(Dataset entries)
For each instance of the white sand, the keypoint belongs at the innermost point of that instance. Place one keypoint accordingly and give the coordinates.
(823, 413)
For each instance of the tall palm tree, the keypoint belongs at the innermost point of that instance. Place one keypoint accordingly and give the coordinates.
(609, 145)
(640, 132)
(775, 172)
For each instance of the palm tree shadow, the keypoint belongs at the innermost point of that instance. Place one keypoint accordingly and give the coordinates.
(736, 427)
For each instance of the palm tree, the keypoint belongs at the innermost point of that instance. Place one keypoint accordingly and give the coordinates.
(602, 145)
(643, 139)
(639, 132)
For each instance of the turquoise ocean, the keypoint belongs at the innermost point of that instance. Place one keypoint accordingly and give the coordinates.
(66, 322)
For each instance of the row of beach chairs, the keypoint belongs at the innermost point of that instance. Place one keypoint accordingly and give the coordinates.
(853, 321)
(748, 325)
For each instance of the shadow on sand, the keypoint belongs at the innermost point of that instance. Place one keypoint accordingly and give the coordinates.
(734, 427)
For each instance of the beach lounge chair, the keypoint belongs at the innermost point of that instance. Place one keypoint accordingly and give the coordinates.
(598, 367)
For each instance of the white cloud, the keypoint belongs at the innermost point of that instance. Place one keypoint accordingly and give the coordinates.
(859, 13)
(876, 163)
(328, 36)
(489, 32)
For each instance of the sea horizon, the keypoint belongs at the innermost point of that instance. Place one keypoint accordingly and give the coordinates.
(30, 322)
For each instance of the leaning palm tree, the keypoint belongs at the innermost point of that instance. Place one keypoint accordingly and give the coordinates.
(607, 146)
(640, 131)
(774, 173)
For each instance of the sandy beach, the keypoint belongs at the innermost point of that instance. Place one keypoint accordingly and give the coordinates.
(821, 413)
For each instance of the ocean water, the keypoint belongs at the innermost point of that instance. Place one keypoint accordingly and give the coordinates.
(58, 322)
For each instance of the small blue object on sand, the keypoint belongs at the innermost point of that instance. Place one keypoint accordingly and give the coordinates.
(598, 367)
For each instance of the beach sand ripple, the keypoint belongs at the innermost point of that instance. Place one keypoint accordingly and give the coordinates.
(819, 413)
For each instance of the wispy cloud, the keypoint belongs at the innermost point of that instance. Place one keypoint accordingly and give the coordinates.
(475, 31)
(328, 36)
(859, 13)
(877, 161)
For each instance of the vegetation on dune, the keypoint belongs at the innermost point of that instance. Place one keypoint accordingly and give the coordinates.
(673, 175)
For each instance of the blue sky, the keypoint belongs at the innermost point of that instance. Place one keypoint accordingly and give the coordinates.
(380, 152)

**WHAT YOU WILL DO:**
A verbatim copy of all the records is to be produced.

**EXERCISE OUTPUT:**
For each instance of the white sand, the keypoint belongs at the innermost point of that instance. Place one keypoint accordingly and give the coordinates.
(823, 413)
For each instance of the tall palm tree, the keypoint belongs at the innermost point of that instance. Place one keypoint accordingly and give the coordinates.
(609, 145)
(640, 132)
(775, 172)
For each instance of the palm tree shadow, the keypoint belongs at the innermost point of that instance. Place one keypoint accordingly and give the coordinates.
(736, 427)
For each instance of the palm tree, the keypoint belongs at the innermost point of that instance. Place one keypoint accordingly and give the coordinates.
(602, 145)
(643, 139)
(639, 132)
For each instance of the turquoise ocean, the keypoint belongs at the innermost point of that instance. Place one keypoint accordingly and give the coordinates.
(66, 322)
For each instance of the row of beach chairs, the keypoint belongs at the innermost point of that instance. Place one keypoint accordingly and give the coordinates.
(853, 321)
(748, 325)
For each instance of the shadow on sand, the keypoint belongs at the innermost point of that instance. Place one keypoint accordingly and give the coordinates.
(734, 427)
For each instance of the beach lounge chair, the keypoint belongs at the innermost point of that instance. Place one keypoint accordingly and give the coordinates.
(598, 367)
For each instance of the white cloud, the keypoint belongs at the innermost point of that instance. Place one keypoint accordingly and give the coordinates.
(859, 13)
(876, 163)
(328, 36)
(489, 32)
For each instance of the sea horizon, the keypoint belongs at the innermost point of that instance. Place one keypoint accordingly and give the coordinates.
(30, 322)
For each instance of the leaning palm tree, the keypoint belongs at the innermost point of that instance. Place one keypoint accordingly and give the coordinates.
(607, 146)
(640, 131)
(774, 173)
For each instance of the sandy beach, the keypoint belongs at the innermost point of that instance. Place one keypoint accordingly and give the coordinates.
(821, 413)
For each instance of the ocean water, the keypoint belongs at the innermost point of that instance. Place one keypoint accordingly and give the coordinates.
(58, 322)
For each instance of the small blue object on sand, the keypoint belongs at the innermost point of that instance. Place one keypoint accordingly and give the coordinates.
(598, 367)
For each instance of the beach sand ripple, the keypoint belongs at the innermost point of that instance. Place one keypoint accordingly and give the coordinates.
(819, 413)
For each instance of the wispy cloud, the keypoint belongs at the innermost point of that instance. Place one keypoint accordingly and give the coordinates.
(475, 31)
(328, 36)
(859, 13)
(877, 161)
For each instance of the vegetation on dune, the keypoint belongs at the innermost point of that instance. Place one keypoint accordingly and give the coordinates.
(673, 175)
For each instance of the blue sky, the keypoint belongs at the innermost point of that instance. Place one keypoint accordingly and give the coordinates.
(380, 152)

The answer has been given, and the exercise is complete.